▶ [Task to carry out]: If a line in the entries below holds the string "When", copy it.

[Point-per-instance localization data]
------------------------------------------------------------

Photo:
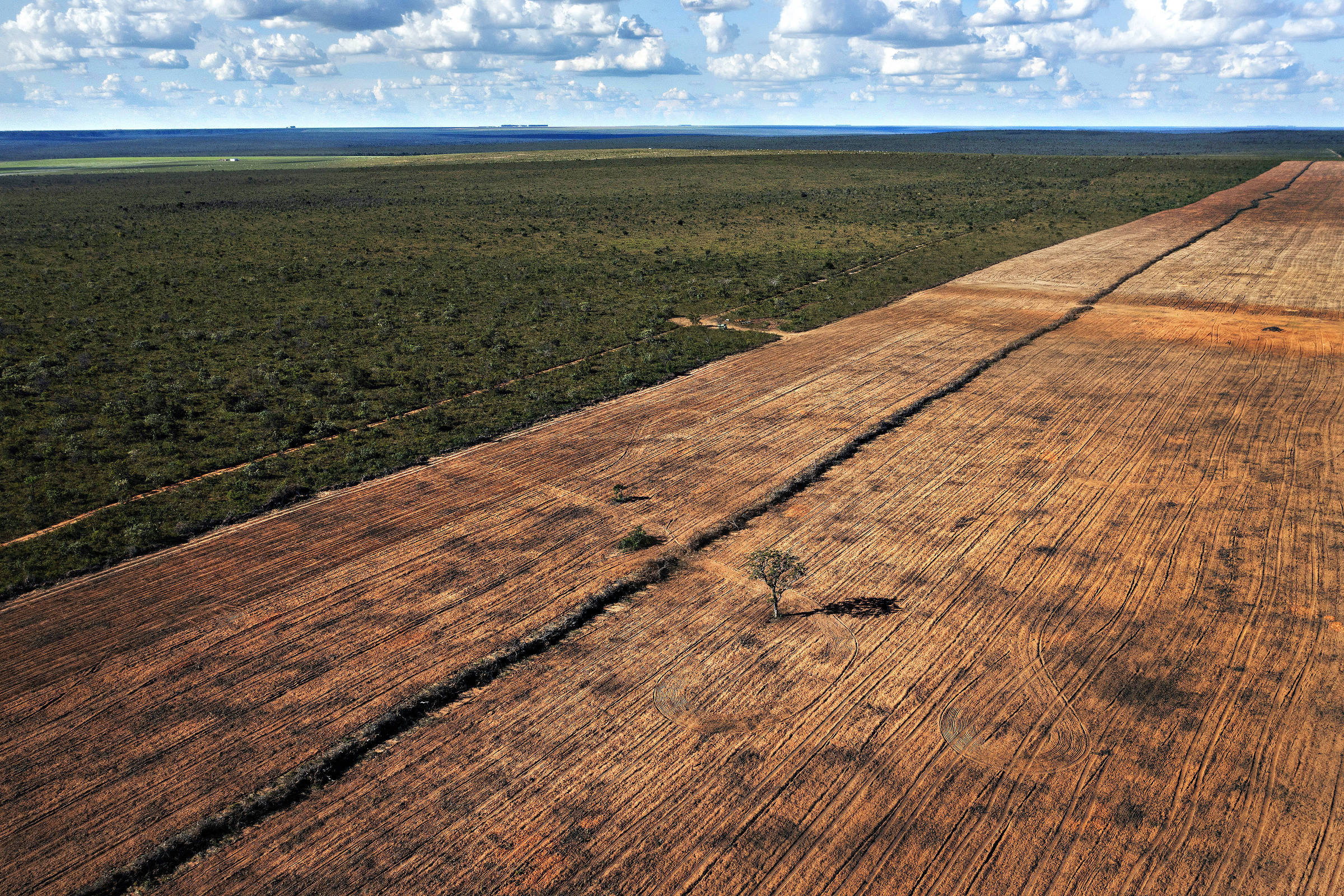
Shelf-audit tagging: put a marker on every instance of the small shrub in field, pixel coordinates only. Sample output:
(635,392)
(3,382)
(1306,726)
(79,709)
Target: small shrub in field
(778,570)
(636,540)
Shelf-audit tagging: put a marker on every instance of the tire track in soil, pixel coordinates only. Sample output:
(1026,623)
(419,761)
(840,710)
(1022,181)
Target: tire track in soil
(330,766)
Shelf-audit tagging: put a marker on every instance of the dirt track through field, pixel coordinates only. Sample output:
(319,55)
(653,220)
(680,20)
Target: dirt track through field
(226,662)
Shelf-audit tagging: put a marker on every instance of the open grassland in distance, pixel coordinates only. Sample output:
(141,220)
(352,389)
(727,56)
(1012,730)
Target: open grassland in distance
(165,325)
(1072,622)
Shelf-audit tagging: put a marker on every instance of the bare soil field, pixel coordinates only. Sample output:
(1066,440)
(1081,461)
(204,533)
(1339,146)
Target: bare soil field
(1069,628)
(1074,629)
(1110,665)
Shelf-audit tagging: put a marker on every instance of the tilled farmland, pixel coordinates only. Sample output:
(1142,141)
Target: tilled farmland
(1073,528)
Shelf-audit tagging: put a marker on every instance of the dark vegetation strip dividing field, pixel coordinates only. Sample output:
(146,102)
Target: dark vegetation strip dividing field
(162,327)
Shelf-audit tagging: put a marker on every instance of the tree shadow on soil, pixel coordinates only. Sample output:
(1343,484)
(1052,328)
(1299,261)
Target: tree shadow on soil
(854,608)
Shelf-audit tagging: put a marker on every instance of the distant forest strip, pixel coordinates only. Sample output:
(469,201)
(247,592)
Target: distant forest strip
(160,327)
(1272,143)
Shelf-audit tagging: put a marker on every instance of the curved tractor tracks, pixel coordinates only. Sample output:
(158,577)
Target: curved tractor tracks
(331,765)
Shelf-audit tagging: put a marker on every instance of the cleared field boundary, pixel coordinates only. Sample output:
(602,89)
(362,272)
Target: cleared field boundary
(331,765)
(222,470)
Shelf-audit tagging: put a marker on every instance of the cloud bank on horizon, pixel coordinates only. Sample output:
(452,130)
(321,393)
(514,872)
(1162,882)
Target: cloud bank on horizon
(99,63)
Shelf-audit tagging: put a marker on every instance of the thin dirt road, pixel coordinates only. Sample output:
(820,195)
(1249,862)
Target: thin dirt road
(1069,628)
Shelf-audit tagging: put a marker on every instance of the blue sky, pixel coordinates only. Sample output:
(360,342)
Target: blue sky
(183,63)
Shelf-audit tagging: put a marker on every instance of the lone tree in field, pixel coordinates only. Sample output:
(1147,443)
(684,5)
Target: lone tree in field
(777,568)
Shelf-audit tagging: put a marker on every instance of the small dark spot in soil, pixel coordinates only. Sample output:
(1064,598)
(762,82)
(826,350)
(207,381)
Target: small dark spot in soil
(857,608)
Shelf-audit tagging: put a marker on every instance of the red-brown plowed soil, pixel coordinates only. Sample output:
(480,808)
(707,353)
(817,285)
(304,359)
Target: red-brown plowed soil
(1089,546)
(1287,257)
(1112,665)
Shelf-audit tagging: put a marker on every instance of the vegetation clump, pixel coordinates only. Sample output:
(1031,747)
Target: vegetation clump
(778,570)
(636,540)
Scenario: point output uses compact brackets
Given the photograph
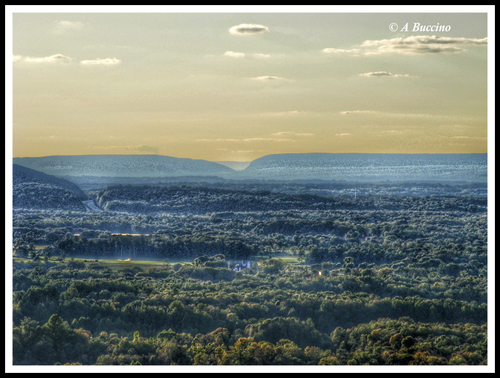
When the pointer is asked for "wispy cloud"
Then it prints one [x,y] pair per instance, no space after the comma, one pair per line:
[263,56]
[233,54]
[146,148]
[267,78]
[382,73]
[422,44]
[63,26]
[57,58]
[347,112]
[330,50]
[246,140]
[98,61]
[291,133]
[281,114]
[248,29]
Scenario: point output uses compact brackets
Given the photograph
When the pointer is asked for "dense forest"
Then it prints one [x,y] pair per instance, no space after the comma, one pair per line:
[337,274]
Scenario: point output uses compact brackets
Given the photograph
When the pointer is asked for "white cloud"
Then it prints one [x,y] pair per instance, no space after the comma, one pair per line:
[248,29]
[265,56]
[329,50]
[48,59]
[98,61]
[421,44]
[382,73]
[291,133]
[62,26]
[267,78]
[347,112]
[233,54]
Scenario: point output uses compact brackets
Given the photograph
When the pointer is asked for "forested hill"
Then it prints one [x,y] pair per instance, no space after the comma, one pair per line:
[196,200]
[122,166]
[33,189]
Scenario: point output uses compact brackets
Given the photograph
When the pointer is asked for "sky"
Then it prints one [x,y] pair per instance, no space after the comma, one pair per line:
[235,86]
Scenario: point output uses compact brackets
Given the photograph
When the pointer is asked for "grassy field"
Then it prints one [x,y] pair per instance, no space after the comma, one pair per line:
[115,263]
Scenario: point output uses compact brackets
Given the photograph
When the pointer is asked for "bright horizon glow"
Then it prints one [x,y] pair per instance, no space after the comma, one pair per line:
[236,87]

------------------------------------------------------------

▶ [Answer box]:
When the pointer is asked for "wispy cloud"
When the pointer is asked for "dense forest"
When the pointer is asked for "white cloud"
When the pointer is asked for "forested hill"
When the pointer is asked for "sky"
When the pointer is asked for "grassy field"
When the pointer is asked for "bright horizon glow"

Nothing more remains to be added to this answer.